▸ Request: Aside from the pictures, copy the listing exactly.

Segment Open

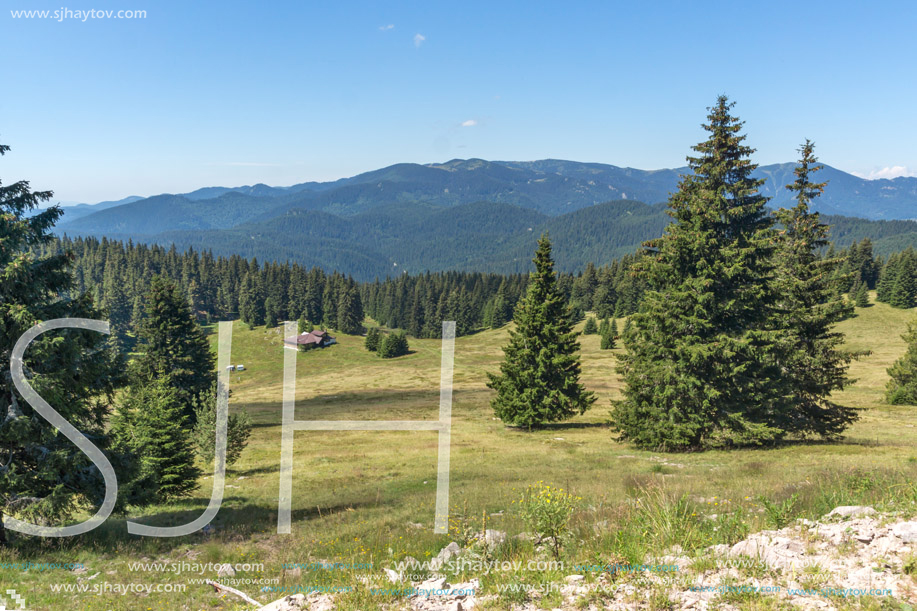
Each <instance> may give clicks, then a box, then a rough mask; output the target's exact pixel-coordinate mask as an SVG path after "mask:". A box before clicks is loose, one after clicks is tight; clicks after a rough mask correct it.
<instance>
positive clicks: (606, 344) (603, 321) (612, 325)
mask: <svg viewBox="0 0 917 611" xmlns="http://www.w3.org/2000/svg"><path fill="white" fill-rule="evenodd" d="M602 326H603V329H602V330H601V333H600V334H601V336H602V341H601V343H600V344H599V348H601V349H602V350H611V349H613V348H614V347H615V336H616V335H617V334H618V324H617V323H616V322H615V320H614V319H612V320H611V322H610V323H609V322H608V319H605V320H604V321H602Z"/></svg>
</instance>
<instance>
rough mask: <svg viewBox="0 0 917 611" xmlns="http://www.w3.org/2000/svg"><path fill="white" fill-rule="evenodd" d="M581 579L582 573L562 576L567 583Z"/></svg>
mask: <svg viewBox="0 0 917 611" xmlns="http://www.w3.org/2000/svg"><path fill="white" fill-rule="evenodd" d="M583 579H584V577H583V576H582V575H567V576H566V577H564V581H566V582H567V583H576V582H578V581H582V580H583Z"/></svg>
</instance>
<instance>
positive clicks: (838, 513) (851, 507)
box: [828, 505, 876, 518]
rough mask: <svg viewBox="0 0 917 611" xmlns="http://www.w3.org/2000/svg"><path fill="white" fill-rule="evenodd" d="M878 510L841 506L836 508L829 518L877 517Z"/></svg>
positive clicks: (861, 506) (844, 505)
mask: <svg viewBox="0 0 917 611" xmlns="http://www.w3.org/2000/svg"><path fill="white" fill-rule="evenodd" d="M875 513H876V510H875V509H873V508H872V507H866V506H864V505H841V506H840V507H835V508H834V509H832V510H831V512H830V513H829V514H828V515H829V516H840V517H842V518H847V517H851V516H860V515H867V516H871V515H875Z"/></svg>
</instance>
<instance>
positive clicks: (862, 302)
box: [854, 282, 869, 308]
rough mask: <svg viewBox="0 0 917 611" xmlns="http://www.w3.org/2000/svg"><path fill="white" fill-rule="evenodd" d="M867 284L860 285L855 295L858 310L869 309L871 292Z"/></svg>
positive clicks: (855, 299) (854, 295) (863, 283)
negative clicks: (869, 297)
mask: <svg viewBox="0 0 917 611" xmlns="http://www.w3.org/2000/svg"><path fill="white" fill-rule="evenodd" d="M867 289H868V287H867V286H866V283H865V282H862V283H860V288H859V289H857V292H856V293H855V294H854V304H855V305H856V307H858V308H867V307H869V291H868V290H867Z"/></svg>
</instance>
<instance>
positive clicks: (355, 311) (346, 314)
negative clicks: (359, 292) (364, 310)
mask: <svg viewBox="0 0 917 611" xmlns="http://www.w3.org/2000/svg"><path fill="white" fill-rule="evenodd" d="M337 312H338V317H337V325H336V326H337V329H338V331H340V332H341V333H347V334H348V335H359V334H360V333H362V332H363V304H362V302H361V301H360V293H359V292H358V291H357V289H356V287H350V288H349V289H347V290H346V291H345V292H344V294H343V295H342V296H341V300H340V303H339V304H338V309H337Z"/></svg>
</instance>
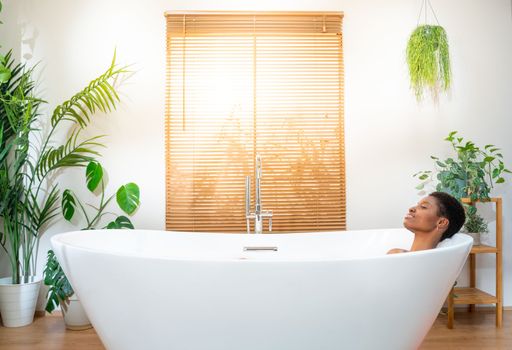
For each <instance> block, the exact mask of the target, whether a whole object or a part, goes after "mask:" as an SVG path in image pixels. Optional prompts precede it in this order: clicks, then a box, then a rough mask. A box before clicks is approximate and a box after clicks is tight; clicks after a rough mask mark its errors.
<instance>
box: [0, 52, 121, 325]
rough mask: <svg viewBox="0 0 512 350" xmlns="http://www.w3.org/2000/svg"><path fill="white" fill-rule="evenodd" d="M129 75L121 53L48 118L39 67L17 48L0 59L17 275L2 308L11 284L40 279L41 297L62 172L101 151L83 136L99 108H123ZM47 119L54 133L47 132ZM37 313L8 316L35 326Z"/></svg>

Segment Closed

▸ Solution:
Each <instance> may give clicks, then a box, then a rough mask; output the target's exact pixel-coordinate mask as an SVG path after "mask:". A box before clicks is loose, one after clicks is tight; clicks after a rough mask correct it.
<instance>
positive clicks: (606, 344) (603, 321) (612, 325)
mask: <svg viewBox="0 0 917 611" xmlns="http://www.w3.org/2000/svg"><path fill="white" fill-rule="evenodd" d="M602 326H603V329H602V330H601V333H600V334H601V336H602V341H601V343H600V344H599V348H601V349H602V350H611V349H613V348H614V347H615V336H616V335H617V334H618V324H617V323H616V322H615V320H614V319H612V320H611V322H610V323H609V322H608V319H605V320H604V321H602Z"/></svg>
</instance>
<instance>
rough mask: <svg viewBox="0 0 917 611" xmlns="http://www.w3.org/2000/svg"><path fill="white" fill-rule="evenodd" d="M581 579L582 573L562 576L567 583Z"/></svg>
mask: <svg viewBox="0 0 917 611" xmlns="http://www.w3.org/2000/svg"><path fill="white" fill-rule="evenodd" d="M583 579H584V577H583V576H582V575H567V576H566V577H564V581H566V582H567V583H576V582H578V581H582V580H583Z"/></svg>
</instance>
<instance>
positive clicks: (838, 513) (851, 507)
box: [828, 505, 876, 518]
rough mask: <svg viewBox="0 0 917 611" xmlns="http://www.w3.org/2000/svg"><path fill="white" fill-rule="evenodd" d="M878 510L841 506L836 508L829 518L877 517Z"/></svg>
positive clicks: (861, 506) (844, 505)
mask: <svg viewBox="0 0 917 611" xmlns="http://www.w3.org/2000/svg"><path fill="white" fill-rule="evenodd" d="M875 513H876V510H875V509H873V508H872V507H866V506H864V505H841V506H840V507H835V508H834V509H832V510H831V512H830V513H829V514H828V515H829V516H840V517H842V518H847V517H851V516H860V515H867V516H871V515H875Z"/></svg>
</instance>
<instance>
positive clicks: (862, 302)
box: [854, 282, 869, 308]
rough mask: <svg viewBox="0 0 917 611" xmlns="http://www.w3.org/2000/svg"><path fill="white" fill-rule="evenodd" d="M867 284L860 285L855 295L858 310L869 309L871 292Z"/></svg>
positive clicks: (855, 299) (854, 295) (863, 283)
negative clicks: (869, 297)
mask: <svg viewBox="0 0 917 611" xmlns="http://www.w3.org/2000/svg"><path fill="white" fill-rule="evenodd" d="M867 289H868V287H867V286H866V283H865V282H862V283H860V288H859V289H857V292H856V293H855V294H854V304H855V305H856V307H858V308H867V307H869V291H868V290H867Z"/></svg>
</instance>
<instance>
positive clicks: (355, 311) (346, 314)
negative clicks: (359, 292) (364, 310)
mask: <svg viewBox="0 0 917 611" xmlns="http://www.w3.org/2000/svg"><path fill="white" fill-rule="evenodd" d="M337 312H338V317H337V325H336V326H337V329H338V331H340V332H341V333H347V334H348V335H359V334H360V333H362V332H363V304H362V302H361V301H360V293H359V292H358V291H357V289H356V287H350V288H349V289H347V290H346V291H345V292H344V294H343V295H342V296H341V300H340V303H339V304H338V309H337Z"/></svg>
</instance>
For each <instance> block, the exact mask of the target, whether a whole object or a part, goes after "mask:" as an SVG path in image pixels. Optional prompts precede it in this order: clicks, then a box, then a rough mask. A box before clicks is approximate and a box after clicks is tight; clicks after a rough mask mark its errors.
<instance>
box: [0, 52, 121, 325]
rough mask: <svg viewBox="0 0 512 350" xmlns="http://www.w3.org/2000/svg"><path fill="white" fill-rule="evenodd" d="M129 75L121 53L48 118L39 67L17 48L0 59L17 275L2 308L11 284L40 279L41 297L62 172L101 151L83 136L99 108H123ZM47 119L54 133L47 132ZM37 313L8 316L35 326Z"/></svg>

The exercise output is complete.